:: Rows ::
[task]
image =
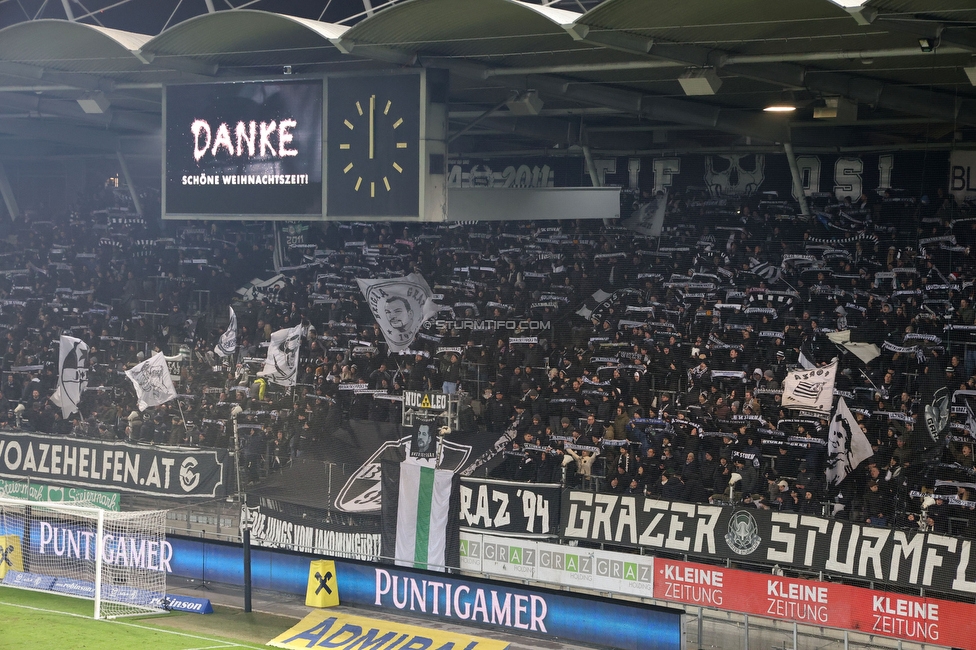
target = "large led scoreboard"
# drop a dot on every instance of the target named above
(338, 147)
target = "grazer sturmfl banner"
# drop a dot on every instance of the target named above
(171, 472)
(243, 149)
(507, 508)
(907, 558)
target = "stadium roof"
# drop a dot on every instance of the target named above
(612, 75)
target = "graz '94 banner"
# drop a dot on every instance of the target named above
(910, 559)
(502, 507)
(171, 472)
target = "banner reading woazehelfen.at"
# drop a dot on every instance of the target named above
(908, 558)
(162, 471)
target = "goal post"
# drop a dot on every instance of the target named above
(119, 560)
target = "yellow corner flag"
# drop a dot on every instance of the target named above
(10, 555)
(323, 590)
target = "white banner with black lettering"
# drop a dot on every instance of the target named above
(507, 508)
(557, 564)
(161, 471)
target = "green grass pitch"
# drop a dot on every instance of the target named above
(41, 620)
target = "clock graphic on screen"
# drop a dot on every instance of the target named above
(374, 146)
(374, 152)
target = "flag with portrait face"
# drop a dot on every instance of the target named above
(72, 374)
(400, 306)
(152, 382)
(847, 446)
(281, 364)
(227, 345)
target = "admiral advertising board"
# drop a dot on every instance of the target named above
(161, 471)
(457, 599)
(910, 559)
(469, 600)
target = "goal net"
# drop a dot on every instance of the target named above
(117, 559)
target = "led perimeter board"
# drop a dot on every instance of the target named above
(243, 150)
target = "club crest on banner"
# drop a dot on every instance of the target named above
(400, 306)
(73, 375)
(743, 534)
:::
:: Rows ::
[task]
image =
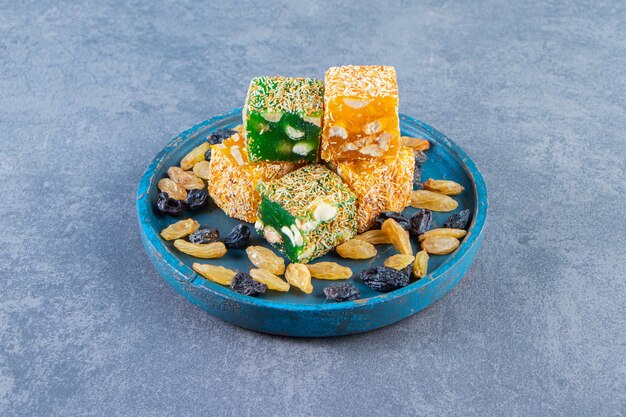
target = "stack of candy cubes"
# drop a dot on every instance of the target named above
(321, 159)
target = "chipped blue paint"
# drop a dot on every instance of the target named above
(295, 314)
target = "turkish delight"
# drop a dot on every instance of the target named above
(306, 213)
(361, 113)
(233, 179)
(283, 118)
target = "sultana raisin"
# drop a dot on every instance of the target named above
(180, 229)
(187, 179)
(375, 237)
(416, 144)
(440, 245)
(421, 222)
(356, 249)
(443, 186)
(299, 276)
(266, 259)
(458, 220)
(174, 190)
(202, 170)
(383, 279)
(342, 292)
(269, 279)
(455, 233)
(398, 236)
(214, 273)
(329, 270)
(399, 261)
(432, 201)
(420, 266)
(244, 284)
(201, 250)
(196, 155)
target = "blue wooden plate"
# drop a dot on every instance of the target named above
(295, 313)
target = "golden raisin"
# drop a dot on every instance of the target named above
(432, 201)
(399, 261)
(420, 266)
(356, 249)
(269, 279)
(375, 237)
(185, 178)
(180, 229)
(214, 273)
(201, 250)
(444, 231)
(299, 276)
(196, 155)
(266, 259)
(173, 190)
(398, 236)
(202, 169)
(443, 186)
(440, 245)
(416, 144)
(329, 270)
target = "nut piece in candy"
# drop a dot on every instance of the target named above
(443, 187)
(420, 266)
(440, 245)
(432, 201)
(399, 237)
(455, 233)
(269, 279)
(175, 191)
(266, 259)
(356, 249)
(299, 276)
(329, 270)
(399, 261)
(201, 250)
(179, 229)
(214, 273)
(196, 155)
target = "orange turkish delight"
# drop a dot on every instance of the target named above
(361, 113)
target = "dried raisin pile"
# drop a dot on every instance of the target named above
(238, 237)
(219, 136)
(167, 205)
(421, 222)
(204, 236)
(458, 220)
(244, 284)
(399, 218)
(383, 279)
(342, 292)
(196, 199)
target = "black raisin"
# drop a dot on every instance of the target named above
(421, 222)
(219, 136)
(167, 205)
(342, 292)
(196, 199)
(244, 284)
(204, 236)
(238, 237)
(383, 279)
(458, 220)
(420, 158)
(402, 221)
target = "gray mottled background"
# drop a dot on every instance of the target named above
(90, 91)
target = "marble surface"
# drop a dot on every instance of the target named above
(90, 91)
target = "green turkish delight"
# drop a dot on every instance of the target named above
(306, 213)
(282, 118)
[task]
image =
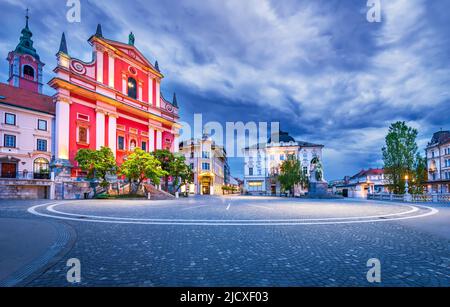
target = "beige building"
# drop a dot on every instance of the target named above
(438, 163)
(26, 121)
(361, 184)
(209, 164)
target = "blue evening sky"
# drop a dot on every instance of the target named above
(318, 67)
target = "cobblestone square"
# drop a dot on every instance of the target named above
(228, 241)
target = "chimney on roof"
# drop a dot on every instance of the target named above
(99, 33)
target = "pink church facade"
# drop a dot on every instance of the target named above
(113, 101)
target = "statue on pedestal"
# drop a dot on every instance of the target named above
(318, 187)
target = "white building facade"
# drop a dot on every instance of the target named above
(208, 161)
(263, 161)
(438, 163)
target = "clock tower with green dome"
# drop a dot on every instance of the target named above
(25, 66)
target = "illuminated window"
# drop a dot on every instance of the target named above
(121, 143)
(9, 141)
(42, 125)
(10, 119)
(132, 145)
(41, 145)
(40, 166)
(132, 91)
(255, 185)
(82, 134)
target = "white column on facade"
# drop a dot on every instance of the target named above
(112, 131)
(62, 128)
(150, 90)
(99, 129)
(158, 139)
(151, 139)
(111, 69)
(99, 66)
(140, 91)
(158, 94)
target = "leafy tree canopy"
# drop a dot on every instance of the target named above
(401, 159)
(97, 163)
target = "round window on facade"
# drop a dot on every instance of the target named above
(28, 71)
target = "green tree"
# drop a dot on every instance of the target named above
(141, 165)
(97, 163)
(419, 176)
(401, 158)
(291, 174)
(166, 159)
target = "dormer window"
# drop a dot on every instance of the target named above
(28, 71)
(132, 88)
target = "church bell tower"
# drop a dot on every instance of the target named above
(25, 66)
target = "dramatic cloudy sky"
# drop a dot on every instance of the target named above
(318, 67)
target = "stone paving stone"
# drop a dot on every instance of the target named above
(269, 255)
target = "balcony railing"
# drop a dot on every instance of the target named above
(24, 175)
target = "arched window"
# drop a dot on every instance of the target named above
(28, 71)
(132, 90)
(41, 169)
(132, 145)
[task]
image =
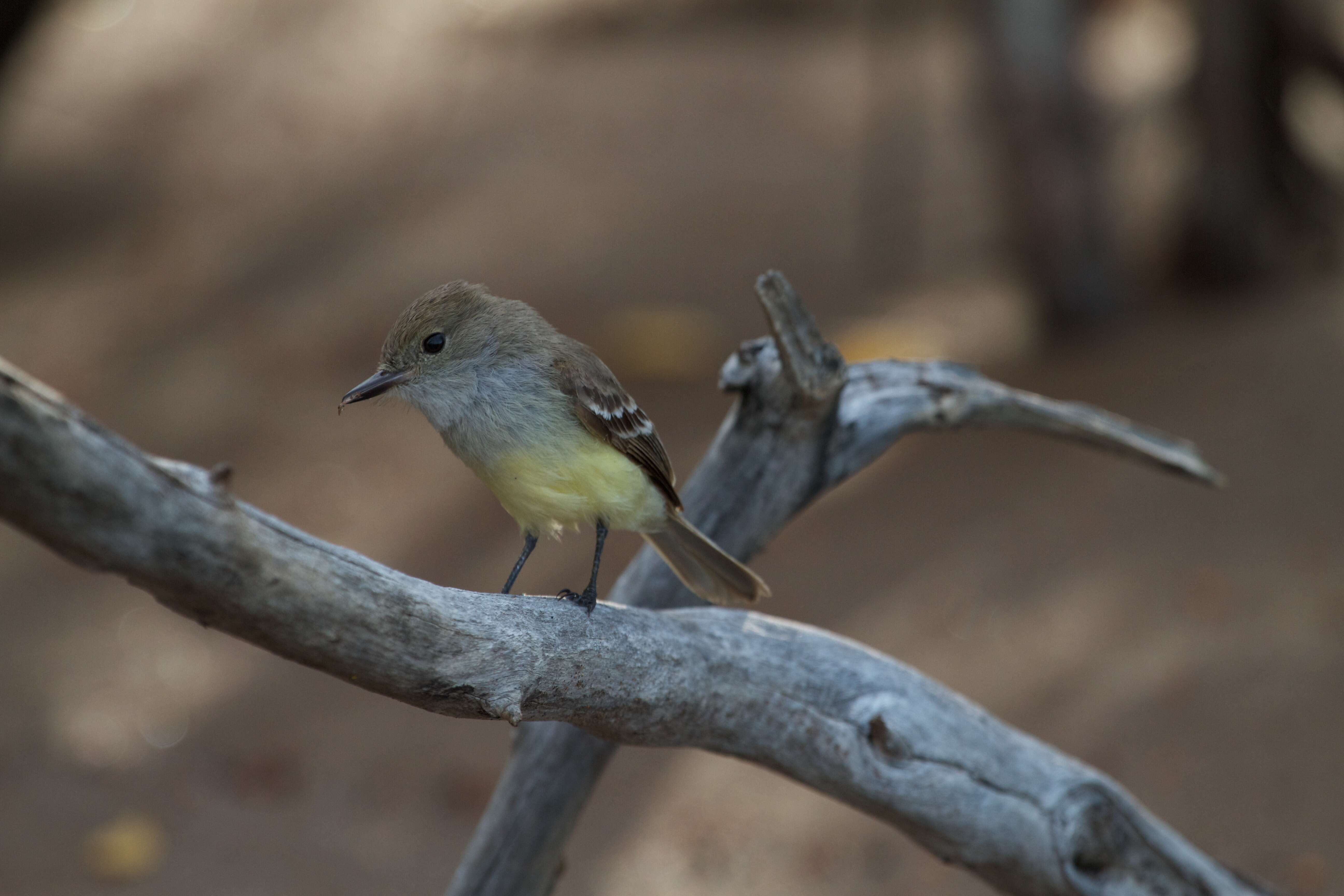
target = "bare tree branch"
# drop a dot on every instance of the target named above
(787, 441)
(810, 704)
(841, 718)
:::
> [Task details]
Collect every line above that contains the string "flag". Copy each one in full.

> [Answer to the exercise]
target = "yellow corner flag"
target = "flag with portrait face"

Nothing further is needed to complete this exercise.